Exercise: Only the lines from the one containing "of the swimming" through the final line of the entries below are wanted, each copied exactly.
Provided data START
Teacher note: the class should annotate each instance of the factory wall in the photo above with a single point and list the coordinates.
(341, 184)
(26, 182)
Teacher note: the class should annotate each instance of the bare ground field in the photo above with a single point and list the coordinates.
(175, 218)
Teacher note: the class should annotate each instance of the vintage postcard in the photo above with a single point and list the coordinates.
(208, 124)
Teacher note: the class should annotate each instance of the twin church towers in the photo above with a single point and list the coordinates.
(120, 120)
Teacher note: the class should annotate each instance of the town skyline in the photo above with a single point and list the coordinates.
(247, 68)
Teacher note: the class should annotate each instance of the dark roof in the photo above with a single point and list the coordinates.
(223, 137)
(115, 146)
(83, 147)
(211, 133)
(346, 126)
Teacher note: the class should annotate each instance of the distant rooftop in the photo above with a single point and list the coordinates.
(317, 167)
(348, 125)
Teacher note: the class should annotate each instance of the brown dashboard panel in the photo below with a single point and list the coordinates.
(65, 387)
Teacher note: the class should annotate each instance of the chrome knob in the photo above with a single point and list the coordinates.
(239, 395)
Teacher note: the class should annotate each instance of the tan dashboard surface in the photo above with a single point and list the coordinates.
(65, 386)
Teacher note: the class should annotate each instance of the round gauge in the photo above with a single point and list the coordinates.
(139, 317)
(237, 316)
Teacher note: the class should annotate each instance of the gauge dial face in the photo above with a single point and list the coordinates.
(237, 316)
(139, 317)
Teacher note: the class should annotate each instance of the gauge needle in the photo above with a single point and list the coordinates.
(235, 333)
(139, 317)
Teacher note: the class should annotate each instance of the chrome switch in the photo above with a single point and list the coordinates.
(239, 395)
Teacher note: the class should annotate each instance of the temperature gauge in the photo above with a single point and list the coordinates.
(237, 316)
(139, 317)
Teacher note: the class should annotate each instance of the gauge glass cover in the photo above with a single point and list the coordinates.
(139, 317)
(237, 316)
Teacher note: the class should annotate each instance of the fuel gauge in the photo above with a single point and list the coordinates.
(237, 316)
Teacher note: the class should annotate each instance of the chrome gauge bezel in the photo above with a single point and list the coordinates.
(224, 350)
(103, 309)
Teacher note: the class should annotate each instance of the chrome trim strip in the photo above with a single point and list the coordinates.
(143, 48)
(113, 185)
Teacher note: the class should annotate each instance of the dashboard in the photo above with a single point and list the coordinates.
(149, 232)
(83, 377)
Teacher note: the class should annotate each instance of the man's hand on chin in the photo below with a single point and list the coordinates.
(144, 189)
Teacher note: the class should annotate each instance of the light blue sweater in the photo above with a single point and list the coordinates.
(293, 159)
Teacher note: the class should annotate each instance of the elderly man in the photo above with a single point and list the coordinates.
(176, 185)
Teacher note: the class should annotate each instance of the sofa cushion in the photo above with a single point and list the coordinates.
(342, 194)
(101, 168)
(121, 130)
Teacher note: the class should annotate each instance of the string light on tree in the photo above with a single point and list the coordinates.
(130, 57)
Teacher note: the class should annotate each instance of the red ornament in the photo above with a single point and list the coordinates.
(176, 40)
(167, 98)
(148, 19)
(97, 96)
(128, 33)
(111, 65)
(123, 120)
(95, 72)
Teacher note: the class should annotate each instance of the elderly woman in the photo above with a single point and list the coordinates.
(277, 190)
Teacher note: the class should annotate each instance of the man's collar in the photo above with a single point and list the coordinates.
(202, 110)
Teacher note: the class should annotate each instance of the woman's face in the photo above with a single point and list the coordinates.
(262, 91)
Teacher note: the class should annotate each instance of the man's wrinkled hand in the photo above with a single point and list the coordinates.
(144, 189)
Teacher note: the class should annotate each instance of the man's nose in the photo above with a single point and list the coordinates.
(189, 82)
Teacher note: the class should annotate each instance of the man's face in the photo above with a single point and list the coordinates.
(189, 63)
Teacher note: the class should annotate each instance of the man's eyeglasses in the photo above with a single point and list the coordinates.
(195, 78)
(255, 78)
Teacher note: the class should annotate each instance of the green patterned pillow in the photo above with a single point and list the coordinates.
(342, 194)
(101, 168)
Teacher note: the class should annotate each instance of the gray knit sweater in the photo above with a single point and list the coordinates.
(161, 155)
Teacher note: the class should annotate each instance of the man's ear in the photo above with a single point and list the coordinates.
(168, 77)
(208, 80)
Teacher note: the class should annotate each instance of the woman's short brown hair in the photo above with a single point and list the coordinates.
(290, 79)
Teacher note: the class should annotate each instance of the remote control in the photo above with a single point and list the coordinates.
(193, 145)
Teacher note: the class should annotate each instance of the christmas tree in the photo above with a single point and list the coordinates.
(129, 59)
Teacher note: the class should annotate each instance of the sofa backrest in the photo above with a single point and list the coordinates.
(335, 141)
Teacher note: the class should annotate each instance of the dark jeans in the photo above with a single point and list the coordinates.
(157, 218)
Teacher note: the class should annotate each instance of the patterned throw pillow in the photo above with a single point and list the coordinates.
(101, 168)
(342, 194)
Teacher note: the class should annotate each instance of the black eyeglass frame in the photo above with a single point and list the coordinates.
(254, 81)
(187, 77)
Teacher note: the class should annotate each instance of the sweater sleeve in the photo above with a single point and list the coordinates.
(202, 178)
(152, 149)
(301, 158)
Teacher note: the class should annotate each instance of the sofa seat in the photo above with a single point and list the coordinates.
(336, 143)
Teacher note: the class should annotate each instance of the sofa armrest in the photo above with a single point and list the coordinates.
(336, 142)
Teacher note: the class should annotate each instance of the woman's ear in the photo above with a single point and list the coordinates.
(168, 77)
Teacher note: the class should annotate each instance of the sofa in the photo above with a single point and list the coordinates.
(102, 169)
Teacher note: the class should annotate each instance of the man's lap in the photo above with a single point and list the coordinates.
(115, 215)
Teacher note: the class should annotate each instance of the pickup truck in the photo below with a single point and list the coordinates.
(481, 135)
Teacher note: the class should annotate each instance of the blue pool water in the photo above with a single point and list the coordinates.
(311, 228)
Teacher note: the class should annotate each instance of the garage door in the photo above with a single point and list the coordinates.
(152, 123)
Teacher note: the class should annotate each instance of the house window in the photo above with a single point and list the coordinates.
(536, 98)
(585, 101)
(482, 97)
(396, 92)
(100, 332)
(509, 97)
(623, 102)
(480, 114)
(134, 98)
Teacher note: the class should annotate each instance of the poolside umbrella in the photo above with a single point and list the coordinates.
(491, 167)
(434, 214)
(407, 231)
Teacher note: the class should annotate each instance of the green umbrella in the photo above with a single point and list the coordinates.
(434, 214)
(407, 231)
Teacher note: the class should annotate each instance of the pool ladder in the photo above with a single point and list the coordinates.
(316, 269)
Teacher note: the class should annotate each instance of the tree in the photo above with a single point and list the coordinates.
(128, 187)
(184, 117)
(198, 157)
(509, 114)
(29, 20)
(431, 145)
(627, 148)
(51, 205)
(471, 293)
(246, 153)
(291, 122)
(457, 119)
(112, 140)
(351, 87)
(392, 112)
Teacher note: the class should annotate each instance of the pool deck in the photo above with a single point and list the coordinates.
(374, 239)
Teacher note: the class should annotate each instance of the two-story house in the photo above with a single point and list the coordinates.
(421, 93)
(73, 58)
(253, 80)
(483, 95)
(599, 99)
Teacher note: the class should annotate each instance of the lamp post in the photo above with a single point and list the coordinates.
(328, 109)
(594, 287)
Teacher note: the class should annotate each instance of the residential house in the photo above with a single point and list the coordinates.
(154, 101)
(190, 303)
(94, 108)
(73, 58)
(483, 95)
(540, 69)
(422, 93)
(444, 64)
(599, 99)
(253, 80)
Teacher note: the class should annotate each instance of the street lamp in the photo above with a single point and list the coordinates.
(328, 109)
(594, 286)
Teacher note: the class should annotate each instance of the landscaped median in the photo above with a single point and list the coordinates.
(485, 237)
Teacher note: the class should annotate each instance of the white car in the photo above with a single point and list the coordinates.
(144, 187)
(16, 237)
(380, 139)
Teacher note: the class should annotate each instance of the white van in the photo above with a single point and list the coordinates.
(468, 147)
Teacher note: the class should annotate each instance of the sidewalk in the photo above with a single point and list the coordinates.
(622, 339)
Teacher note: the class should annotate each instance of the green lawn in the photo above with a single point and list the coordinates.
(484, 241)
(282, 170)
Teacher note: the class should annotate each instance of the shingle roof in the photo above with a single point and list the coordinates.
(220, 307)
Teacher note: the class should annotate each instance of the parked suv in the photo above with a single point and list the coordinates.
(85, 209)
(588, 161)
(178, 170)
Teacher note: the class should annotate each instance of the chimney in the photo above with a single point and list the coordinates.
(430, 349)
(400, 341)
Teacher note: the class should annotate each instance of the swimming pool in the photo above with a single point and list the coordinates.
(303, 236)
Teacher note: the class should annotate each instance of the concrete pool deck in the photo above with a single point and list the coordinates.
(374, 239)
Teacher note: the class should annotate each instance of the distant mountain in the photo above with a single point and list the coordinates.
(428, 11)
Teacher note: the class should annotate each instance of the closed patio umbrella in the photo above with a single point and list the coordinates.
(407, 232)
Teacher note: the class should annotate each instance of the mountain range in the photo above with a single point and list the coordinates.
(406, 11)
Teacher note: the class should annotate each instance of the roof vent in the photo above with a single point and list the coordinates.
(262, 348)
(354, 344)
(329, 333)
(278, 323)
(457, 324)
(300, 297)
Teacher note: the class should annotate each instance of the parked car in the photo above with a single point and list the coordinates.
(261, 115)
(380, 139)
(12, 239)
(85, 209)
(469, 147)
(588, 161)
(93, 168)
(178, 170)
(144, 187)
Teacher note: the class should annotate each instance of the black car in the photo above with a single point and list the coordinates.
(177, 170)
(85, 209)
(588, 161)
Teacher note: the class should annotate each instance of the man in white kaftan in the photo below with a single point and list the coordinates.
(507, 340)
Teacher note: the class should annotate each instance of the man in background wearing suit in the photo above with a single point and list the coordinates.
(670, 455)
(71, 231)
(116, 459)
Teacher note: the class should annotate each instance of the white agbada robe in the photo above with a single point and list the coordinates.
Provided data END
Response to this exercise:
Teacher note: the class should annotate each instance of the swimming pool in the photo above with a single point and list the coordinates.
(303, 236)
Teacher note: the class should annotate each instance of the concrete pool deck in the photo above with a single point and list the coordinates.
(374, 239)
Teacher note: the class should annotate each instance of the distant mountain in the photo above with a single point and list the coordinates.
(428, 11)
Teacher note: the class should annotate each instance of the closed patio umbrella in the photo above with a single point and list the coordinates.
(407, 232)
Teacher note: the class should annotate each instance of the mountain range in the photo above with a single point and list the coordinates.
(406, 11)
Teacher note: the class should annotate each instance of the roof vent in the photo above with a single point and list the coordinates.
(262, 348)
(354, 344)
(329, 333)
(278, 323)
(457, 324)
(300, 297)
Teacher note: the class should annotate each instance of the parked car in the photo above with a single point and list the coordinates.
(261, 115)
(380, 139)
(12, 239)
(85, 209)
(469, 147)
(588, 161)
(93, 168)
(178, 170)
(144, 187)
Teacher note: the class should annotate each instance of the black car in the photo above with a single point and list the coordinates.
(177, 170)
(85, 209)
(588, 161)
Teacher note: the class should annotate each instance of the man in white kaftan in the photo below with a single point and list the coordinates.
(507, 340)
Teacher note: the class should annotate each instance of the man in background wearing suit in the photo above with a single point and list the coordinates.
(670, 455)
(71, 231)
(116, 459)
Teacher note: the class should annotate each instance of the white agbada robe in the photo above with a single point and list the coordinates.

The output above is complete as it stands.